The Furies by Katie Lowe (Oct. 8)
A classic coming-of-age story is turned on its head in this story of four teenagers studying witchcraft, female rage and revenge at a private girl’s school in a British seaside town. In this dark debut, a dead 16-year-old girl is found posed on a swing on school property. Through flashbacks, a protagonist narrates the year leading up to that fateful night.
Grand Union: Stories by Zadie Smith (Oct. 8)
In her first collection of short fiction, Smith mines the fraught experience of life in the modern world. With 11 new and unpublished stories alongside some of her best-loved pieces from The New Yorker, Grand Union covers everything from families in prewar Greenwich Village to the inhabitants of a dystopian island society.
The Grace Year by Kim Liggett (Oct. 8)
In the vein of The Handmaid’s Tale, this novel is about a place called Garner County, where girls are told they have magical powers, and that their very skin emits a powerful aphrodisiac. That’s why they’re banished for their 16th year, to release their magic into the wild so they can return purified and ready for marriage. The trouble is, not all of them make it home alive.
olive, again: a novel by elizabeth strout (oct. 15)
Olive Kitteridge is back. Strout's latest returns to the beloved—if thorny—protagonist of her Pulitzer Prize-winning 2008 novel, Olive Kitteridge. This time, Olive is involved in—if not the star of—13 interconnected stories about loneliness, love and aging in a coastal Maine town.
Holding on to Nothing by Elizabeth Chiles Shelburne (Oct. 22)
Lucy is ready to escape from her rural Tennessee upbringing when a drunken mistake ties her to the town and one of its least-admired residents, Jeptha, who becomes the father of her child. From there, the two have to deal with the prying eyes of their neighbors, disapproval from their families and the struggles of raising a child on too little money and too much alcohol.

Provided information –
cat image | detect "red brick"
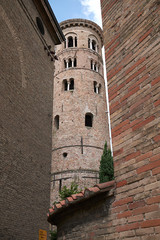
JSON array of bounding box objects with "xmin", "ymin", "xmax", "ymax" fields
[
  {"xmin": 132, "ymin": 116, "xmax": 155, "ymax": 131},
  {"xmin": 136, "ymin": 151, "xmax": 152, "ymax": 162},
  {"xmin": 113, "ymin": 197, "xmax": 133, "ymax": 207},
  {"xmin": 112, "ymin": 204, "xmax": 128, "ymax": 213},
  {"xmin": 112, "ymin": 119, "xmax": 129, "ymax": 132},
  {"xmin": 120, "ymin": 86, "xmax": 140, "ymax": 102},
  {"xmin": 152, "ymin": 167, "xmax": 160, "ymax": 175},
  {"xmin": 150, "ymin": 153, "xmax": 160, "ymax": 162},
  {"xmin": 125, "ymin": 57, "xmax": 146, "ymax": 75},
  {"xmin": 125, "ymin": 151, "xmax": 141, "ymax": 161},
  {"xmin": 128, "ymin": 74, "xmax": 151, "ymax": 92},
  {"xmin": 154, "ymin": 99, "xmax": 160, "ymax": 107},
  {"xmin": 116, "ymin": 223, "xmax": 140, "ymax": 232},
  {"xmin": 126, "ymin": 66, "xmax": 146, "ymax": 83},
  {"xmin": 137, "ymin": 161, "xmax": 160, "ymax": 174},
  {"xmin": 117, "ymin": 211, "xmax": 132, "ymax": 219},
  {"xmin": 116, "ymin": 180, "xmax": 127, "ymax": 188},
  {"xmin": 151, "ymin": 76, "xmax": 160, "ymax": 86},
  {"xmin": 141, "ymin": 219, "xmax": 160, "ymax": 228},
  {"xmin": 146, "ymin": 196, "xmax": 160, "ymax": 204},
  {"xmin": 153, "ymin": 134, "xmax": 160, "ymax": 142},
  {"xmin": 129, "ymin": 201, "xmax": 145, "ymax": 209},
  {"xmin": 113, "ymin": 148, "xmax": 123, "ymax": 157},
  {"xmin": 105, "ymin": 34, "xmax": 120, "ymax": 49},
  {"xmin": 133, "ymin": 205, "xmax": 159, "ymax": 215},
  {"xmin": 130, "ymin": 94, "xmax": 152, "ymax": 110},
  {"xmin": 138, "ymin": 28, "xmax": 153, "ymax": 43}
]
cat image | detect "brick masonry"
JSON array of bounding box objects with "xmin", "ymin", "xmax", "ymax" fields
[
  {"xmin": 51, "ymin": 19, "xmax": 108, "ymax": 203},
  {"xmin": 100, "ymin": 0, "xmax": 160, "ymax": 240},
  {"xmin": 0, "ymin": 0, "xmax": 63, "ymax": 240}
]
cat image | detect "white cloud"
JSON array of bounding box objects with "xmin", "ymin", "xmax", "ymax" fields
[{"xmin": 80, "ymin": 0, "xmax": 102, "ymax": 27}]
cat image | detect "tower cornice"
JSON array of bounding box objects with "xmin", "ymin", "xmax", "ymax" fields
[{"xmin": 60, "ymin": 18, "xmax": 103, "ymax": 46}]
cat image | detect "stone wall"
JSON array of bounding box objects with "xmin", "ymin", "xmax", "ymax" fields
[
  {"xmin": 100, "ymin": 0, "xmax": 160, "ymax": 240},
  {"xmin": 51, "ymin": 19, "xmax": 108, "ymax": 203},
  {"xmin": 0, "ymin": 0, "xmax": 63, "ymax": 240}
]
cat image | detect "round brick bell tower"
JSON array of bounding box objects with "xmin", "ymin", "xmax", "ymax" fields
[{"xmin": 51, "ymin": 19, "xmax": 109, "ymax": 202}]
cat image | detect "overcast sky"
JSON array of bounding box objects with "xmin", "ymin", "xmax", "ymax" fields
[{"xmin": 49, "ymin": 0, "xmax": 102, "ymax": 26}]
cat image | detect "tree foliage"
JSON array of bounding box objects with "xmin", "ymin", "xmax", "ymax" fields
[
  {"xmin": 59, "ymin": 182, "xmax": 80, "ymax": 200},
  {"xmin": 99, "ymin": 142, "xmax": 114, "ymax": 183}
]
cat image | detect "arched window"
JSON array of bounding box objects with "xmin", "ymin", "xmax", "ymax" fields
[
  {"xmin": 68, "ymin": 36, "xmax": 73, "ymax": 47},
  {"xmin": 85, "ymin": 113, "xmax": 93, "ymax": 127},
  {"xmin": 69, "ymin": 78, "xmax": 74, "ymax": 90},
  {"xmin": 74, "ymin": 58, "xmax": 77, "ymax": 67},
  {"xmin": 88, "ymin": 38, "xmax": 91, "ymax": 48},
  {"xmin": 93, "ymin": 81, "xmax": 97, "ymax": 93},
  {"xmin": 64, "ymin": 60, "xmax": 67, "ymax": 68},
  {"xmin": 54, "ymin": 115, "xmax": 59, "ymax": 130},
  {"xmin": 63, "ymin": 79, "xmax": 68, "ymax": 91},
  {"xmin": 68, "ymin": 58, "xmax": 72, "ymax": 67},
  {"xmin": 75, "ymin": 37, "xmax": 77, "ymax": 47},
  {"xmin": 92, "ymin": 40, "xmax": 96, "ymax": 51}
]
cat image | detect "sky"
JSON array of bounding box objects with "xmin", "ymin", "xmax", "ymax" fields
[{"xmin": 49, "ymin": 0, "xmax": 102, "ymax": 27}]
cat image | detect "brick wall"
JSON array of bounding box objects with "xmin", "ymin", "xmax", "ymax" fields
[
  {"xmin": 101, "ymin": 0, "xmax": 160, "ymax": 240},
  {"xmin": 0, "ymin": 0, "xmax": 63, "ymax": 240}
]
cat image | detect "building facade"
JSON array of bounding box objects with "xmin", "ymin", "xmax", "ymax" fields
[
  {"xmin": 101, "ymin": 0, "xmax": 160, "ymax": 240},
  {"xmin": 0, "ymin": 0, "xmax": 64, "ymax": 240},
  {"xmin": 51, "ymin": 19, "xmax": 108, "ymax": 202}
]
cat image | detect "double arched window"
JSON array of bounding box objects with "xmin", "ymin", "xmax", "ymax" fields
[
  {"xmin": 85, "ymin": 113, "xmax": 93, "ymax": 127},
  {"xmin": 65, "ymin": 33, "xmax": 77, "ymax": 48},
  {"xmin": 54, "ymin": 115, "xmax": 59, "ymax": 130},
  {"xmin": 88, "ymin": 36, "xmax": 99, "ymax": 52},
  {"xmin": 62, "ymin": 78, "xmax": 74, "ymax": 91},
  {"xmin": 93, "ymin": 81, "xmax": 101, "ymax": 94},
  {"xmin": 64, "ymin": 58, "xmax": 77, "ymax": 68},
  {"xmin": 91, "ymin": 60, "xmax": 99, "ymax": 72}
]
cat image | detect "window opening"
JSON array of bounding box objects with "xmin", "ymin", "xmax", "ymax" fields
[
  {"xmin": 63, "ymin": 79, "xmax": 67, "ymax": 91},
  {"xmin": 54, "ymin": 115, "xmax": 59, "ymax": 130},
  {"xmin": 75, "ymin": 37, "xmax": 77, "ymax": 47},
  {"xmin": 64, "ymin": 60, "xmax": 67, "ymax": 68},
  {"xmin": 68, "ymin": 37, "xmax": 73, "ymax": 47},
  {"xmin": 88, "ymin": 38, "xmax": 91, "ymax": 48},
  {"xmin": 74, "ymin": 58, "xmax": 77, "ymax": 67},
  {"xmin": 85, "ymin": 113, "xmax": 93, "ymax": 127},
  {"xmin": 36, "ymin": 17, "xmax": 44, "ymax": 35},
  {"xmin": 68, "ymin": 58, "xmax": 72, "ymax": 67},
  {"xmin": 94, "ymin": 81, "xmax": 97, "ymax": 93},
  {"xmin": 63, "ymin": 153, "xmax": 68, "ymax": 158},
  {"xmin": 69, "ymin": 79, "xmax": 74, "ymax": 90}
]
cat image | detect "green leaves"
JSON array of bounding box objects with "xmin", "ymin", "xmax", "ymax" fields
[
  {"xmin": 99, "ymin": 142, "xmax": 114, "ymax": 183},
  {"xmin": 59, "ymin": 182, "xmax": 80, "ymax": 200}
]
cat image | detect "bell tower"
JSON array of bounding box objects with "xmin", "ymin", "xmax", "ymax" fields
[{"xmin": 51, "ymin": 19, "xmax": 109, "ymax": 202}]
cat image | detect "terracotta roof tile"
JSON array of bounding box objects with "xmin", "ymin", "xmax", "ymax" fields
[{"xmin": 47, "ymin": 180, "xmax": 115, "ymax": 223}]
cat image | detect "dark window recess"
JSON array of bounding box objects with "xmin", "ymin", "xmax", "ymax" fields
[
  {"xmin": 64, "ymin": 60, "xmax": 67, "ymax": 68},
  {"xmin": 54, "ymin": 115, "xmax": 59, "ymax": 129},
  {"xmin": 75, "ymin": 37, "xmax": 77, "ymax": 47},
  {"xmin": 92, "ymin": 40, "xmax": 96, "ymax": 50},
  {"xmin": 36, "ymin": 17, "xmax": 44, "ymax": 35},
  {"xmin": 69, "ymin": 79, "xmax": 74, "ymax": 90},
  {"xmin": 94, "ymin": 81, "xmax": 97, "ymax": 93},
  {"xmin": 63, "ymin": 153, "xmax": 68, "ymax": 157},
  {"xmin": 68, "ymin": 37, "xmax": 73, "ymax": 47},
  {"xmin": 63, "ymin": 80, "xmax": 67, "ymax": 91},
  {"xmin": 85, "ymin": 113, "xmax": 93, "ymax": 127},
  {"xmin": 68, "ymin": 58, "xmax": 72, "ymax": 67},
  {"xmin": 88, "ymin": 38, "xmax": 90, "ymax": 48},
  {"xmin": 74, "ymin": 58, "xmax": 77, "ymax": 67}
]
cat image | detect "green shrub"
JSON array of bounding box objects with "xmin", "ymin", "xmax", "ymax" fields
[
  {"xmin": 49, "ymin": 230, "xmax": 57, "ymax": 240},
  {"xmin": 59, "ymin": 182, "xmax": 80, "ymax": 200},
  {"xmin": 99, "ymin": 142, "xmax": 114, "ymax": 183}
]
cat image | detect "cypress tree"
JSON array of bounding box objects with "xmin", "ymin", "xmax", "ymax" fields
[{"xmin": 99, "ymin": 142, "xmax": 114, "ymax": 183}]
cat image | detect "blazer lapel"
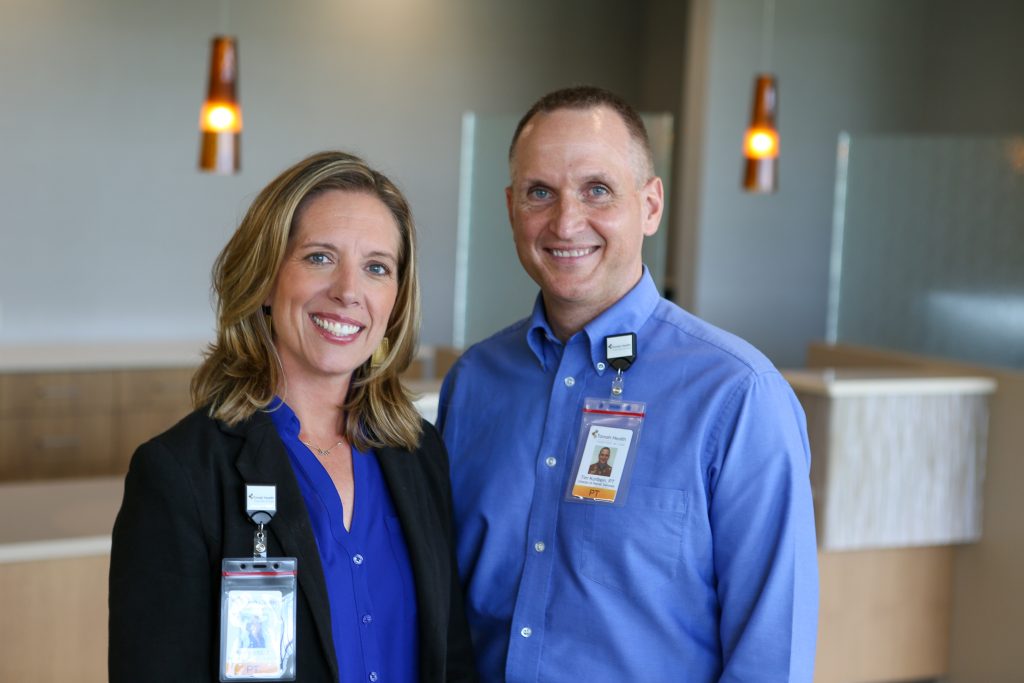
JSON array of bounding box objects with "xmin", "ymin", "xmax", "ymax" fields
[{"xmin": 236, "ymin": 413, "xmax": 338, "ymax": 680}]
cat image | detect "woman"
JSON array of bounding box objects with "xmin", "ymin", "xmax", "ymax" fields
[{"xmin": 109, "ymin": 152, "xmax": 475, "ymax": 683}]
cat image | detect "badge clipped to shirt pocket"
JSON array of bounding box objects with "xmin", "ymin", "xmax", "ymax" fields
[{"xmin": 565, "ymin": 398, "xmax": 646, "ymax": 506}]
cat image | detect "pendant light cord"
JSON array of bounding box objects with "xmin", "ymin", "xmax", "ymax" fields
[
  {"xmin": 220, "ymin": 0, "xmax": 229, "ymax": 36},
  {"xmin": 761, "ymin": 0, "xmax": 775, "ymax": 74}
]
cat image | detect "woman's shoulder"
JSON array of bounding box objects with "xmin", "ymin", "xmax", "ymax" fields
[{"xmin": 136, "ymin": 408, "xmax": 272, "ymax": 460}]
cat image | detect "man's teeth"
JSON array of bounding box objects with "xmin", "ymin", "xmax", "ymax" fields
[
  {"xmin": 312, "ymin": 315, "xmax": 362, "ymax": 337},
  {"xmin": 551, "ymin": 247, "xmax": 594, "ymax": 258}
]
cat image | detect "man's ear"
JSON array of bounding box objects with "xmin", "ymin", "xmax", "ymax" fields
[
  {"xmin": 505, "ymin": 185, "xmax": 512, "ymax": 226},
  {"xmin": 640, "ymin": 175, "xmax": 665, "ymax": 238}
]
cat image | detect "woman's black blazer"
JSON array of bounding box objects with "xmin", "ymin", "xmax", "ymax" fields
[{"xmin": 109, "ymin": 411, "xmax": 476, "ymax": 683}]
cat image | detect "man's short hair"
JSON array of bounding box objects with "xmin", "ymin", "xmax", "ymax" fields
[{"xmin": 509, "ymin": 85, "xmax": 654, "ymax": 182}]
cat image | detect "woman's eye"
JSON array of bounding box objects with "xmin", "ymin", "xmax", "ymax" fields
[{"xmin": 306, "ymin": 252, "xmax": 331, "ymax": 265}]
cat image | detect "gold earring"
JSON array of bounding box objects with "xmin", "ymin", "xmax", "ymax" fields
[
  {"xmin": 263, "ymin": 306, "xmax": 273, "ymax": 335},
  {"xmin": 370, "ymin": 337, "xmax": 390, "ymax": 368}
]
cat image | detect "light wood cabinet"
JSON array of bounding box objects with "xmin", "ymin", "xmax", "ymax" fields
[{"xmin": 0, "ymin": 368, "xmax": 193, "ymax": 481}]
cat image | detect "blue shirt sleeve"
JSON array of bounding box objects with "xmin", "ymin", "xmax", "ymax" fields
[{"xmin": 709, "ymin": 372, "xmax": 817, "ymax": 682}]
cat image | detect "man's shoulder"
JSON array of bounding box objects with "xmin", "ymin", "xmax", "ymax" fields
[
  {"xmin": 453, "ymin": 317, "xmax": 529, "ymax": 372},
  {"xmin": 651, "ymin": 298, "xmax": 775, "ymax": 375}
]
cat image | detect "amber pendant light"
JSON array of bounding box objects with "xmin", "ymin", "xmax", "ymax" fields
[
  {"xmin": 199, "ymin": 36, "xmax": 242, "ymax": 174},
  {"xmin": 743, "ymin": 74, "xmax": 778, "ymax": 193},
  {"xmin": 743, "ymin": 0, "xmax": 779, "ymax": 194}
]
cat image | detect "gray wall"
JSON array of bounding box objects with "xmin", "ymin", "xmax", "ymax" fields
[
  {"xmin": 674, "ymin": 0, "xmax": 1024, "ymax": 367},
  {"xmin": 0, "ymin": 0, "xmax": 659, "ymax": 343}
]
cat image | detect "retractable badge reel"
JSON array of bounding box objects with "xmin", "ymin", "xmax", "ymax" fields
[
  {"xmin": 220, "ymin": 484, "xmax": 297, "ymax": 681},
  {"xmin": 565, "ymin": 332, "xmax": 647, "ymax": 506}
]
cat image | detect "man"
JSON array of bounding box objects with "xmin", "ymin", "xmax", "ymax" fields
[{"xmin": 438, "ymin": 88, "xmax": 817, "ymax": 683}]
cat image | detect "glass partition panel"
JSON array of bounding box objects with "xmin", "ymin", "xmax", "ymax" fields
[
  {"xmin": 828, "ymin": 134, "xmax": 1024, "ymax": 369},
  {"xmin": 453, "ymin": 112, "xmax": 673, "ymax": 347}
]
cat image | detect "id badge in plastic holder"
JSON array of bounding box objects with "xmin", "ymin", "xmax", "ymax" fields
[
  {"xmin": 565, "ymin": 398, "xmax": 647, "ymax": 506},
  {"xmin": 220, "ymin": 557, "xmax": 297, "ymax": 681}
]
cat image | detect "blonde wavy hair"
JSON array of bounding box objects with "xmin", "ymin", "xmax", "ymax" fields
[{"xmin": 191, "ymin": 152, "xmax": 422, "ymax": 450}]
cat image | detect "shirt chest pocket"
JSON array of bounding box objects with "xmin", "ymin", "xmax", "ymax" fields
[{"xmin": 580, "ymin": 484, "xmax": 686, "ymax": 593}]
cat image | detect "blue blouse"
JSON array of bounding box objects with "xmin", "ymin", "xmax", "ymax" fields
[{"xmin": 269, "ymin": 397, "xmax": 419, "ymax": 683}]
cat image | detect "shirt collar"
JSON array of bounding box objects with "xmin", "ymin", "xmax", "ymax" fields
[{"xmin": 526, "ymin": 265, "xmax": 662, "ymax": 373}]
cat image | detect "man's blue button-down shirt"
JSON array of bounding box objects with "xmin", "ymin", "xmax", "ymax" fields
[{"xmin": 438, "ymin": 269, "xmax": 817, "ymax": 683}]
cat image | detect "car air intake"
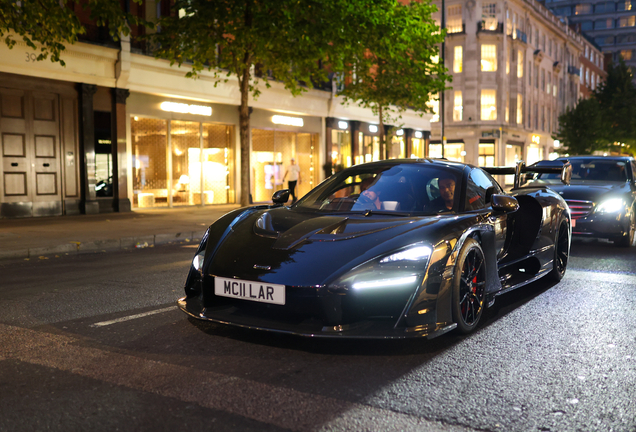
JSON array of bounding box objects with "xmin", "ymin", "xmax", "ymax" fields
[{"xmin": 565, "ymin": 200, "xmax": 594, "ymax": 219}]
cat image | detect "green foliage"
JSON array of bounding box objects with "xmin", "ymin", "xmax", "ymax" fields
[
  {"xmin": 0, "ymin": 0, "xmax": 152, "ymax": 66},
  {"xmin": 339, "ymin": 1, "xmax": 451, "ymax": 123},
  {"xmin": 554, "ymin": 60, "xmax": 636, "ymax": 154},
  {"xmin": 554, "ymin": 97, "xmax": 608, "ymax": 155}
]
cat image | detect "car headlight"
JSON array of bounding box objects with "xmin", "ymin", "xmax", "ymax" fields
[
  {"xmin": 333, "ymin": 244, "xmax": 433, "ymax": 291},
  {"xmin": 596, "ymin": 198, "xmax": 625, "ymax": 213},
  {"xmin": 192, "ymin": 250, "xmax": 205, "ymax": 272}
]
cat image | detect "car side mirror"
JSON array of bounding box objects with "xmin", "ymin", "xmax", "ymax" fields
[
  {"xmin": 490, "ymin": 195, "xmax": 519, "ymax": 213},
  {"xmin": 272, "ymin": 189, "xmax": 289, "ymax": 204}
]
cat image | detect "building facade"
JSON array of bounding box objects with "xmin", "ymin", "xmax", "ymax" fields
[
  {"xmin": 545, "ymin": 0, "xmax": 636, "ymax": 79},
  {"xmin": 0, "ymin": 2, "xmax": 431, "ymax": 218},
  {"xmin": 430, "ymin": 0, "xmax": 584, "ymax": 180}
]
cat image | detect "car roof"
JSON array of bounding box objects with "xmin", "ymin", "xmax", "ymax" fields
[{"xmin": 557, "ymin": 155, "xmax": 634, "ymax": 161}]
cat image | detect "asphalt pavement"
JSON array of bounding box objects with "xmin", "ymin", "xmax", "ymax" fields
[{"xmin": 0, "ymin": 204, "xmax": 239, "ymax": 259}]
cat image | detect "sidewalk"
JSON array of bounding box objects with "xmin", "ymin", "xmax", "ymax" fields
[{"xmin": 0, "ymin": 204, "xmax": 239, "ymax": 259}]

Work to be completed – Repeat the book list word for word, from "Grand Union: Stories" up to and including "Liggett (Oct. 8)".

Exercise output –
Grand Union: Stories by Zadie Smith (Oct. 8)
In her first collection of short fiction, Smith mines the fraught experience of life in the modern world. With 11 new and unpublished stories alongside some of her best-loved pieces from The New Yorker, Grand Union covers everything from families in prewar Greenwich Village to the inhabitants of a dystopian island society.
The Grace Year by Kim Liggett (Oct. 8)